• _Exercice écrit_: Dans le texte sur les anomalies du dépouillement, recopiez sans rien changer tout le passage qui va de « Nous les avons » jusqu'à « sur deux journées. ».

• _Source_:
..........

Ceci doit être souligné, sans qu’on puisse encore en tirer la preuve
qu’une telle fraude s’est effectivement produite .
2/ Par substitution d’un ordre différent à l’ordre initialement envisagé.
Cette seconde situation n’implique pas nécessairement l’existence d’une
fraude, car deux cas peuvent se présenter.
– La substitution peut être involontaire : à ce sujet, deux types
d’explications sont apparues dans nos débats : d’une part des « effets
de tri », et d’autre part des effets de « dates ».
Nous sommes donc tenus de leur accorder une attention particulière. Si,
en effet, les phénomènes invoqués suffisent à expliquer les anomalies
constatées, cela rend inutile l’hypothèse qui suit.
– Cette substitution peut être volontaire, c’est-à-dire frauduleuse ;
peut-être faudra-t-il envisager cette éventualité comme un aboutissement
de nos travaux si aucune autre explication ne peut être retenue . Nous
voulons dire par là qu’un minimum d’objectivité s’oppose à ce que cette
hypothèse soit considérée comme un point de départ. Et, ajoutons tout de
suite, que le défaut d’autres explications ne saurait suffire à
l’établir si nous ne disposons pas de preuves formelles.
Nous avons donc attaché une importance particulière aux effets de tri et
de date le plus souvent invoqués comme phénomènes explicatifs.
Nous les avons examinés en nous demandant dans quelle mesure leur
éventuelle apparition au niveau des lettres et des lots a pu avoir une
incidence au plan global.
a) - Nous avons appelé « effet de tri » la pratique de certains
dépouilleurs ayant consisté - à des fins d’accélération des travaux - à
pré-sélectionner les bulletins par tendances et à compter séparément
chacun des demi lots ainsi constitués. Il est évident que, si l’ensemble
des bulletins avaient pu être comptabilisés dans la même journée, cela
n’aurait eu aucune incidence sur le « profil chronologique » des
résultats ; mais il semble qu’il n’en soit pas ainsi et que les demi
lots aient parfois donné lieu à des décomptes étalés sur deux journées.

..........

[Extrait d'un jeu de données]
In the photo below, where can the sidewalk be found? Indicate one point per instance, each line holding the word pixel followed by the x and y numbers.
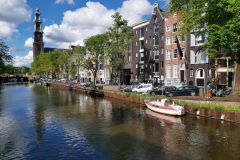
pixel 191 98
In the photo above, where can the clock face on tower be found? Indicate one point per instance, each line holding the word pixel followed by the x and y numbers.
pixel 38 44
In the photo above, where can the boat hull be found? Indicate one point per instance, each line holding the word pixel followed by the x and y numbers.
pixel 165 110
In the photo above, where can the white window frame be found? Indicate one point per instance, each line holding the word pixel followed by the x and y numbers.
pixel 156 67
pixel 175 71
pixel 162 37
pixel 198 37
pixel 181 66
pixel 168 41
pixel 168 28
pixel 174 15
pixel 183 51
pixel 155 41
pixel 168 71
pixel 168 54
pixel 156 28
pixel 174 40
pixel 175 54
pixel 199 59
pixel 156 52
pixel 209 72
pixel 174 27
pixel 191 72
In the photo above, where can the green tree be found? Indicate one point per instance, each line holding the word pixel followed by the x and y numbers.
pixel 120 39
pixel 223 20
pixel 93 53
pixel 5 57
pixel 25 70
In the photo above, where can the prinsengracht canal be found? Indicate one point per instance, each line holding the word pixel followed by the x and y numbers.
pixel 51 123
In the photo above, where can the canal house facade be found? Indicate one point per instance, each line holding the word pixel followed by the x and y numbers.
pixel 200 66
pixel 38 45
pixel 147 49
pixel 175 64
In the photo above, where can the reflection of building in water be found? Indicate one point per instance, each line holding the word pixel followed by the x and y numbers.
pixel 104 109
pixel 39 123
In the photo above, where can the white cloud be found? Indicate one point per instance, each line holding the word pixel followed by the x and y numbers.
pixel 23 61
pixel 12 13
pixel 62 1
pixel 29 43
pixel 92 20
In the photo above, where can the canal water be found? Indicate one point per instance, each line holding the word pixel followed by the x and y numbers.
pixel 51 123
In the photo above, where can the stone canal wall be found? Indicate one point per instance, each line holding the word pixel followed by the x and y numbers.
pixel 198 108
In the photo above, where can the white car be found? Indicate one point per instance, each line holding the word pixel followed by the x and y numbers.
pixel 143 88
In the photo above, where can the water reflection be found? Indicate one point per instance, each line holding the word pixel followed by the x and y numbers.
pixel 52 123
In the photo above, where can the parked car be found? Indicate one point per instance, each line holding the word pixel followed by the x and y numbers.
pixel 184 91
pixel 162 90
pixel 143 88
pixel 127 89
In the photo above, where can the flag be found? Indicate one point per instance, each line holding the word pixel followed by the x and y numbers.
pixel 179 49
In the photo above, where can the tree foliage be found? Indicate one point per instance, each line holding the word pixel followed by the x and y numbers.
pixel 93 53
pixel 118 46
pixel 25 70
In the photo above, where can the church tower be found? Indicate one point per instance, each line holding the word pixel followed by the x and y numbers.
pixel 38 45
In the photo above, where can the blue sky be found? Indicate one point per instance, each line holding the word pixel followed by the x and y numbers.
pixel 64 22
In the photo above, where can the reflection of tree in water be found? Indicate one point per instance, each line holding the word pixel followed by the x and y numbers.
pixel 39 123
pixel 9 147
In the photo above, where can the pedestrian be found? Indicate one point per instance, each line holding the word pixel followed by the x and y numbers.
pixel 208 90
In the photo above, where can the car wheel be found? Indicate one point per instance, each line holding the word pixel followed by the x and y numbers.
pixel 170 94
pixel 193 93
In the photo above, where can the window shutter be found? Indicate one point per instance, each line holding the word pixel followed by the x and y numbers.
pixel 192 38
pixel 192 57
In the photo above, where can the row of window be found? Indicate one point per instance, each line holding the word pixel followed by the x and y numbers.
pixel 175 70
pixel 200 73
pixel 156 54
pixel 154 66
pixel 156 29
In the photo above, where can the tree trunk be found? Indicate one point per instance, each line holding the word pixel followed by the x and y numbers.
pixel 236 81
pixel 119 79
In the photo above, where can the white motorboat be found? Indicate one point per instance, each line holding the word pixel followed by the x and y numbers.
pixel 162 107
pixel 163 118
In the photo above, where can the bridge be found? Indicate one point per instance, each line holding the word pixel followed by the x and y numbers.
pixel 15 78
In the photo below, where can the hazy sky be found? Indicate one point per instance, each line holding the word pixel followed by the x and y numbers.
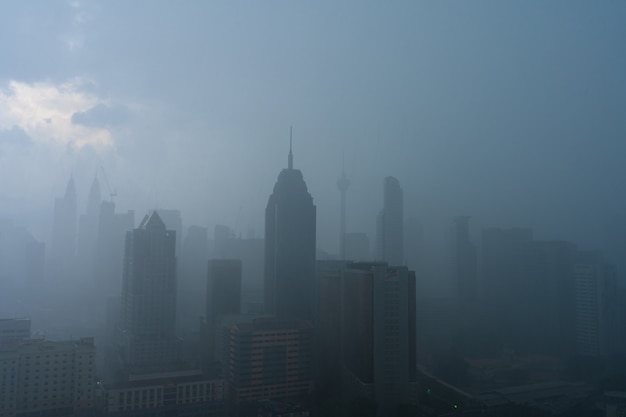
pixel 512 112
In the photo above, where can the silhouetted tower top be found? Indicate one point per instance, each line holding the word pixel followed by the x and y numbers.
pixel 70 191
pixel 343 184
pixel 290 158
pixel 290 226
pixel 94 200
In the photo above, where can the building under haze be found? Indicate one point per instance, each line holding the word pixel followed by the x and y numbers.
pixel 112 228
pixel 88 235
pixel 378 334
pixel 41 377
pixel 63 243
pixel 290 221
pixel 390 224
pixel 465 264
pixel 223 293
pixel 343 184
pixel 149 298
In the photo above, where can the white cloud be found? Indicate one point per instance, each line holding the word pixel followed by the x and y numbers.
pixel 44 111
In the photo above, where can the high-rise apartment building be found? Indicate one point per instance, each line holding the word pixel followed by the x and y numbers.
pixel 88 235
pixel 269 358
pixel 223 293
pixel 595 289
pixel 149 297
pixel 41 377
pixel 465 264
pixel 343 184
pixel 63 244
pixel 390 224
pixel 290 222
pixel 378 334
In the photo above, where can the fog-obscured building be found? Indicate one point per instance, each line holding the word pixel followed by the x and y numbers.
pixel 62 254
pixel 378 334
pixel 112 228
pixel 41 377
pixel 88 235
pixel 269 358
pixel 290 230
pixel 149 298
pixel 223 294
pixel 167 394
pixel 596 305
pixel 390 224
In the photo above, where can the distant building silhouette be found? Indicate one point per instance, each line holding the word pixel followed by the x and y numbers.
pixel 63 244
pixel 290 228
pixel 192 278
pixel 357 247
pixel 268 358
pixel 149 297
pixel 343 184
pixel 223 294
pixel 42 377
pixel 596 305
pixel 88 234
pixel 464 264
pixel 112 228
pixel 390 224
pixel 378 332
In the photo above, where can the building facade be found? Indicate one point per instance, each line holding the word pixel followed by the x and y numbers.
pixel 41 377
pixel 290 231
pixel 378 334
pixel 148 306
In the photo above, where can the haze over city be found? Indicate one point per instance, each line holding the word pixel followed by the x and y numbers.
pixel 493 132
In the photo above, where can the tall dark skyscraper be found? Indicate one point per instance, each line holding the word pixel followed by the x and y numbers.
pixel 149 296
pixel 342 183
pixel 465 263
pixel 290 219
pixel 390 227
pixel 63 244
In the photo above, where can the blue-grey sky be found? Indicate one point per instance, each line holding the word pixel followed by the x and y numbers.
pixel 513 112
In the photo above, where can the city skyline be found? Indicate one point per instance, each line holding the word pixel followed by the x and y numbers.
pixel 473 114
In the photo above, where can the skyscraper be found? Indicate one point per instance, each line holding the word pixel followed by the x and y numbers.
pixel 63 244
pixel 465 264
pixel 290 246
pixel 88 233
pixel 149 297
pixel 390 239
pixel 343 183
pixel 223 294
pixel 378 333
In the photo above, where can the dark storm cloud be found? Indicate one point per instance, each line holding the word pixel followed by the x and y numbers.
pixel 102 116
pixel 15 135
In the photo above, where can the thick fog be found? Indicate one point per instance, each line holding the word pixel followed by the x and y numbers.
pixel 511 113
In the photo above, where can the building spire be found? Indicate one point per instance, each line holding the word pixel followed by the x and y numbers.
pixel 290 161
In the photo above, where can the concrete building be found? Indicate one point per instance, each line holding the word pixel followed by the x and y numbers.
pixel 465 265
pixel 112 228
pixel 595 288
pixel 149 298
pixel 378 334
pixel 63 243
pixel 357 247
pixel 167 394
pixel 88 235
pixel 42 377
pixel 290 231
pixel 13 332
pixel 223 293
pixel 269 358
pixel 390 224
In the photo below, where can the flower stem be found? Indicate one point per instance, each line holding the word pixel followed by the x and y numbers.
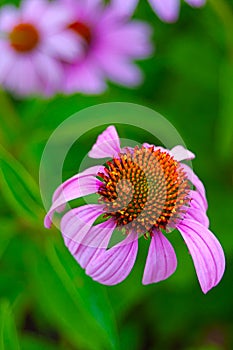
pixel 225 13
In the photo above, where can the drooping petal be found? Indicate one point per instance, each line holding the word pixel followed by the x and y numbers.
pixel 107 144
pixel 161 260
pixel 98 237
pixel 206 252
pixel 196 3
pixel 76 187
pixel 197 183
pixel 180 153
pixel 112 266
pixel 77 222
pixel 167 10
pixel 198 215
pixel 8 17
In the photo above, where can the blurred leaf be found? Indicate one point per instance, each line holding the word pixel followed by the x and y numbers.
pixel 19 188
pixel 225 128
pixel 9 340
pixel 29 342
pixel 71 307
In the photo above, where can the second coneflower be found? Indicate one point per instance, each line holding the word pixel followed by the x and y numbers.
pixel 142 191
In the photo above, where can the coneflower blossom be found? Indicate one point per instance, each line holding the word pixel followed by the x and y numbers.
pixel 167 10
pixel 110 41
pixel 142 191
pixel 33 42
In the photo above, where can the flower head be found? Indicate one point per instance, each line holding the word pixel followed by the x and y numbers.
pixel 142 191
pixel 109 43
pixel 33 44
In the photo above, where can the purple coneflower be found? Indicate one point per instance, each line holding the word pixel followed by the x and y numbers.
pixel 110 41
pixel 142 191
pixel 33 42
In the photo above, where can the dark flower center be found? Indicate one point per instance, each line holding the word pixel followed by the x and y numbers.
pixel 81 29
pixel 144 189
pixel 24 37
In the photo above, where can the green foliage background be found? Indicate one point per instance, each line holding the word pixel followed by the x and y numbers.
pixel 46 300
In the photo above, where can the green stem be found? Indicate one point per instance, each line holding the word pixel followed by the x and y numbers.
pixel 225 13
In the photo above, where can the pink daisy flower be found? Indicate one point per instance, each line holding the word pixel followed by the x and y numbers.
pixel 167 10
pixel 33 42
pixel 110 42
pixel 142 191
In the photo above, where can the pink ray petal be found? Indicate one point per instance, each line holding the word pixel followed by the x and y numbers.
pixel 112 266
pixel 8 17
pixel 98 237
pixel 77 222
pixel 197 200
pixel 89 171
pixel 161 260
pixel 85 77
pixel 76 187
pixel 197 183
pixel 206 252
pixel 135 32
pixel 180 153
pixel 107 144
pixel 123 7
pixel 63 45
pixel 167 10
pixel 31 9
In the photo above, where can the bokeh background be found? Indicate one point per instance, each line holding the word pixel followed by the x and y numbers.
pixel 46 300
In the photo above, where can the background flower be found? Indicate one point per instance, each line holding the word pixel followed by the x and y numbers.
pixel 33 43
pixel 110 42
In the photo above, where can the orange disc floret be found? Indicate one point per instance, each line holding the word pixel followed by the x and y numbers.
pixel 144 189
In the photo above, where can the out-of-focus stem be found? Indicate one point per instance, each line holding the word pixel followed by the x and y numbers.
pixel 225 13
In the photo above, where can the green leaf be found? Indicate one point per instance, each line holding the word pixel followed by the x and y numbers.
pixel 18 187
pixel 9 340
pixel 225 127
pixel 73 307
pixel 29 342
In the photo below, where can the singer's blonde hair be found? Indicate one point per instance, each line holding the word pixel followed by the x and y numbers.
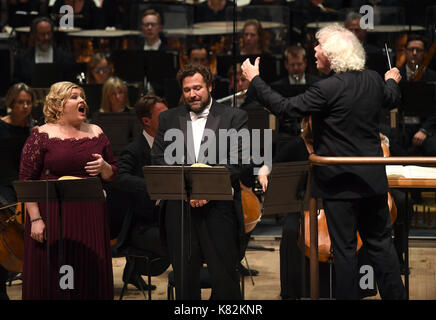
pixel 57 96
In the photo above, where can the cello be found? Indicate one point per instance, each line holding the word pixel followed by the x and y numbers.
pixel 325 252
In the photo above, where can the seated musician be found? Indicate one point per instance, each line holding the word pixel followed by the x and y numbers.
pixel 144 229
pixel 115 97
pixel 151 27
pixel 420 137
pixel 44 51
pixel 242 101
pixel 99 69
pixel 295 61
pixel 211 10
pixel 253 41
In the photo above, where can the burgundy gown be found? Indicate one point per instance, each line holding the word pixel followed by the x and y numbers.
pixel 86 239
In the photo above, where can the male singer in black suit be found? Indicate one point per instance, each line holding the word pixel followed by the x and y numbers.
pixel 215 232
pixel 43 52
pixel 344 110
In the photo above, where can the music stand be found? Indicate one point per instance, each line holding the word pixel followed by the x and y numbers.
pixel 87 189
pixel 186 183
pixel 286 194
pixel 417 98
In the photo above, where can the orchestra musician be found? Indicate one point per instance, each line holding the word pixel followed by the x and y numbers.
pixel 344 109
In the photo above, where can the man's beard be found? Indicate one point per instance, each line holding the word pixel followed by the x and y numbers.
pixel 203 105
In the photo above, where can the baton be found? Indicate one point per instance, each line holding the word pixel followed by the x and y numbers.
pixel 387 55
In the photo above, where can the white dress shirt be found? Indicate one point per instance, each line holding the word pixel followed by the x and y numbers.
pixel 153 47
pixel 198 122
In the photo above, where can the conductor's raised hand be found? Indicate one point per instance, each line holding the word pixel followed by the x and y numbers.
pixel 394 74
pixel 249 70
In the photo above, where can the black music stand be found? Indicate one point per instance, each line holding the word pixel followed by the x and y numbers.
pixel 286 194
pixel 88 189
pixel 186 183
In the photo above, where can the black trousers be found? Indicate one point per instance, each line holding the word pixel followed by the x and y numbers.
pixel 210 236
pixel 291 280
pixel 370 216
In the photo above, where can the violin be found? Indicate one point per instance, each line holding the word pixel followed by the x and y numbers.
pixel 251 208
pixel 11 240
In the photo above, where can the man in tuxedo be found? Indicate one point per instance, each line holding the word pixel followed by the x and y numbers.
pixel 420 137
pixel 44 51
pixel 143 232
pixel 215 231
pixel 296 64
pixel 344 109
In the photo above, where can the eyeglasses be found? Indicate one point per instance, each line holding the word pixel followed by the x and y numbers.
pixel 150 24
pixel 418 50
pixel 103 69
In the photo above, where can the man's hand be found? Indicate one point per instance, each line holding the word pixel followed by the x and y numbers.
pixel 419 138
pixel 249 71
pixel 394 74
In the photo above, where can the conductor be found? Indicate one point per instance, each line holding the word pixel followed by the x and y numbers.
pixel 344 109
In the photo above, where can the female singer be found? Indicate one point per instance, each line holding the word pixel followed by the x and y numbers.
pixel 67 146
pixel 14 130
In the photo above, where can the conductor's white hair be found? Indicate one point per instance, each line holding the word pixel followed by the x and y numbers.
pixel 342 48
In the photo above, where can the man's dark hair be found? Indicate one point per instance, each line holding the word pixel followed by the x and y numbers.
pixel 197 46
pixel 145 104
pixel 36 21
pixel 416 37
pixel 190 69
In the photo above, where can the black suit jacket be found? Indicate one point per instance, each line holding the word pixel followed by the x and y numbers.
pixel 131 178
pixel 428 76
pixel 283 86
pixel 344 109
pixel 25 61
pixel 220 117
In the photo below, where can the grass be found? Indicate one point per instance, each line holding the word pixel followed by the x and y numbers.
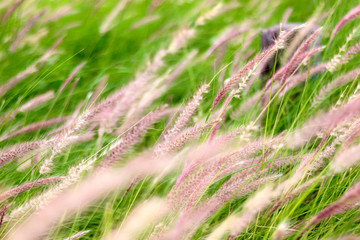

..........

• _La réponse_:
Nous les avons examinés en nous demandant dans quelle mesure leur
éventuelle apparition au niveau des lettres et des lots a pu avoir une
incidence au plan global.
a) - Nous avons appelé « effet de tri » la pratique de certains
dépouilleurs ayant consisté - à des fins d’accélération des travaux - à
pré-sélectionner les bulletins par tendances et à compter séparément
chacun des demi lots ainsi constitués. Il est évident que, si l’ensemble
des bulletins avaient pu être comptabilisés dans la même journée, cela
n’aurait eu aucune incidence sur le « profil chronologique » des
résultats ; mais il semble qu’il n’en soit pas ainsi et que les demi
lots aient parfois donné lieu à des décomptes étalés sur deux journées.